### What to produce:
Whatever the records say, set them down exactly.

:: Data

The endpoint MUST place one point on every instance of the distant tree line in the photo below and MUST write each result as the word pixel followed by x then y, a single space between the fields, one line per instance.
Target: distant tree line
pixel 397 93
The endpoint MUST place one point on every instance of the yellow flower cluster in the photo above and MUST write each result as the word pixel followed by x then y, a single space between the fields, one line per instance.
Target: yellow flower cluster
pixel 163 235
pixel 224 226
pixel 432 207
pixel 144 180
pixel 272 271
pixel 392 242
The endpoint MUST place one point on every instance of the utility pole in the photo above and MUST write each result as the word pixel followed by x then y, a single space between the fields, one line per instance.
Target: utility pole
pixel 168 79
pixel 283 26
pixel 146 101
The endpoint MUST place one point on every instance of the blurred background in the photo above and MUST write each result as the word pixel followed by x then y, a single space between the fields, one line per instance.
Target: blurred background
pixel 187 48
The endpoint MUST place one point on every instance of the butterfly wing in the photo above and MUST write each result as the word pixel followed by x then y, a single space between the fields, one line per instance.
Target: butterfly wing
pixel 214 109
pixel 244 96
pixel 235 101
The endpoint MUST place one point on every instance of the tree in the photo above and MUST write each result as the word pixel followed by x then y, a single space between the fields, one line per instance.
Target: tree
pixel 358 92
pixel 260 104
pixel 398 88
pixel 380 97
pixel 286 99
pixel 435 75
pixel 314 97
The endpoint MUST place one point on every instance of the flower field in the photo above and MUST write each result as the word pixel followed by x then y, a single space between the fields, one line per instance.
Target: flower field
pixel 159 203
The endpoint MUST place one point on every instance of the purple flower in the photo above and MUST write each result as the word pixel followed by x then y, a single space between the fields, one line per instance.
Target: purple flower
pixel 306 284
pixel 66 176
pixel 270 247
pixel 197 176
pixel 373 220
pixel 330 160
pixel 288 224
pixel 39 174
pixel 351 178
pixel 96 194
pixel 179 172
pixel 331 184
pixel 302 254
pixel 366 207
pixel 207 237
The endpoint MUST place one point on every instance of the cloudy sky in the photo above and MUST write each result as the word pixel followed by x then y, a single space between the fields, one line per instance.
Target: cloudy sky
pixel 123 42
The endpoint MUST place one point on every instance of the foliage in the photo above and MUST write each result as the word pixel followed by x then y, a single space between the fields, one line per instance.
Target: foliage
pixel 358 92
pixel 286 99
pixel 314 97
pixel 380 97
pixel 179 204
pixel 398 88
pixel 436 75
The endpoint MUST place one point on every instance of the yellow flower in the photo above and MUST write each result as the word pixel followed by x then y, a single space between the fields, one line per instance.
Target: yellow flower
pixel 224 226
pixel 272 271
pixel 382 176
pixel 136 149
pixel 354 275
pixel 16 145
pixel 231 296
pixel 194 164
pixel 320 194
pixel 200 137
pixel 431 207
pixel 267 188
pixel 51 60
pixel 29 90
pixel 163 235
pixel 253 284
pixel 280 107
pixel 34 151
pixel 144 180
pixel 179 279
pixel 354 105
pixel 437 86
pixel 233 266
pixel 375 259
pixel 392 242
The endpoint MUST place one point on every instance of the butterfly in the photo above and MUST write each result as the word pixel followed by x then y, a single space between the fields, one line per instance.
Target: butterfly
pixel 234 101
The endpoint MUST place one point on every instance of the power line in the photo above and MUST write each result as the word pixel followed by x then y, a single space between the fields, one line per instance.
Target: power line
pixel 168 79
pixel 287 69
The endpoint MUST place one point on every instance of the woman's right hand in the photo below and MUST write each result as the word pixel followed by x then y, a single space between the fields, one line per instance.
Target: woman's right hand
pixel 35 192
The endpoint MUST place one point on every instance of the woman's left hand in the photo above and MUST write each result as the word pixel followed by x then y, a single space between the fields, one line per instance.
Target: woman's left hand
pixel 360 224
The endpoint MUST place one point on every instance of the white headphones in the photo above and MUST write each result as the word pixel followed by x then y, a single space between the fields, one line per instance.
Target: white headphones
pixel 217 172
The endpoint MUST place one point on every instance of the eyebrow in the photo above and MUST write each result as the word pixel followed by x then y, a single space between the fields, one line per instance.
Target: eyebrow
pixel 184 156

::::

### Solution:
The endpoint MUST place one point on every instance of the distant tree line in the photo below and MUST write each result as the word pixel followed by x then y, a single space between the fields, one line per instance.
Target: distant tree line
pixel 397 93
The endpoint MUST place one point on every instance of the yellow flower cluster in the photo above and MUST write each result as the word pixel followed by x then y, a single space between the fields, one line per instance.
Target: yellow flower cluster
pixel 163 235
pixel 224 226
pixel 432 207
pixel 144 180
pixel 272 271
pixel 392 242
The endpoint MUST place one point on every instance of the utility pole in the photo above and MUST write each result as the word pixel followed by x then y, a single space between the fields, one line per instance.
Target: utility pole
pixel 168 79
pixel 283 26
pixel 146 101
The endpoint MUST place one point on every instance of the blurred background in the photo above and MUST write each result as the word pixel followed by x then y, a single space between the fields, one line per instance.
Target: blurred background
pixel 187 48
The endpoint MUST place one point on every instance of the butterfly wing in the photo above and MUST write each result as the word pixel followed by x then y, a single space between the fields, one line per instance.
Target: butterfly wing
pixel 214 109
pixel 244 96
pixel 235 101
The endpoint MUST place one point on every instance of the tree in the photo above and MUST write each result as the word pixel followed by x then y, a single space between the fields, one line per instance.
Target: tree
pixel 358 92
pixel 260 104
pixel 398 88
pixel 380 97
pixel 286 99
pixel 435 75
pixel 314 97
The endpoint MUST place one point on every instance of the flower field in the photo above and MUST write each result as the word pixel followed by x then y, a single space between the fields, one line per instance.
Target: flower field
pixel 159 203
The endpoint MUST place one point on every instance of the purple flower in the photo above and MUST write each result as the word pixel followed by x then y, a single space between the fields, one line per instance.
Target: purple flower
pixel 306 284
pixel 66 176
pixel 270 247
pixel 197 176
pixel 373 220
pixel 330 160
pixel 288 224
pixel 39 174
pixel 351 178
pixel 96 194
pixel 179 172
pixel 331 184
pixel 302 254
pixel 366 207
pixel 207 237
The endpoint MUST place one point on every instance of the cloudy sky in the photo above and MUST write each result as the word pixel followed by x then y, a single space between the fields, one line per instance.
Target: cloudy sky
pixel 123 42
The endpoint MUST place one point on every instance of the foliage in the photo above and MUST write each result as the word pixel followed by x then y, a single space between the fields, one line per instance.
Target: foliage
pixel 358 92
pixel 286 99
pixel 314 97
pixel 380 97
pixel 179 204
pixel 398 88
pixel 436 75
The endpoint MUST place one point on every instance of the yellow flower in the photo above and MUST write each result as the word pixel followed by x then y, a single space between the fields, one line per instance.
Target: yellow flower
pixel 224 226
pixel 272 271
pixel 382 176
pixel 136 149
pixel 354 275
pixel 16 145
pixel 231 296
pixel 194 164
pixel 320 194
pixel 200 137
pixel 431 207
pixel 267 188
pixel 51 60
pixel 29 90
pixel 163 235
pixel 253 284
pixel 280 107
pixel 34 151
pixel 144 180
pixel 179 279
pixel 354 105
pixel 437 86
pixel 233 266
pixel 375 259
pixel 392 242
The endpoint MUST place one point on every instance of the butterfly in the photo above and MUST write each result as the word pixel followed by x then y, a single space between the fields, one line per instance.
Target: butterfly
pixel 234 101
The endpoint MUST place one point on every instance of the power line in the photo above and MUST write each result as the word pixel followed by x then y, a single space between the fields, one line per instance.
Target: power line
pixel 168 79
pixel 287 69
The endpoint MUST place one point on every instance of the woman's right hand in the photo below and MUST write each result as the word pixel followed by x then y, a single space between the fields, one line per instance.
Target: woman's right hand
pixel 35 192
The endpoint MUST place one point on every instance of the woman's left hand in the photo above and MUST write each result as the word pixel followed by x then y, a single space between the fields, one line per instance.
Target: woman's left hand
pixel 360 224
The endpoint MUST place one point on every instance of the white headphones in the photo above and MUST write each result as the word pixel followed by x then y, a single space between the fields, one line per instance.
Target: white headphones
pixel 217 172
The endpoint MUST place one point on every instance of the eyebrow in the photo above and MUST write each result as the word pixel followed by x then y, a single space between the fields, one line per instance.
Target: eyebrow
pixel 184 156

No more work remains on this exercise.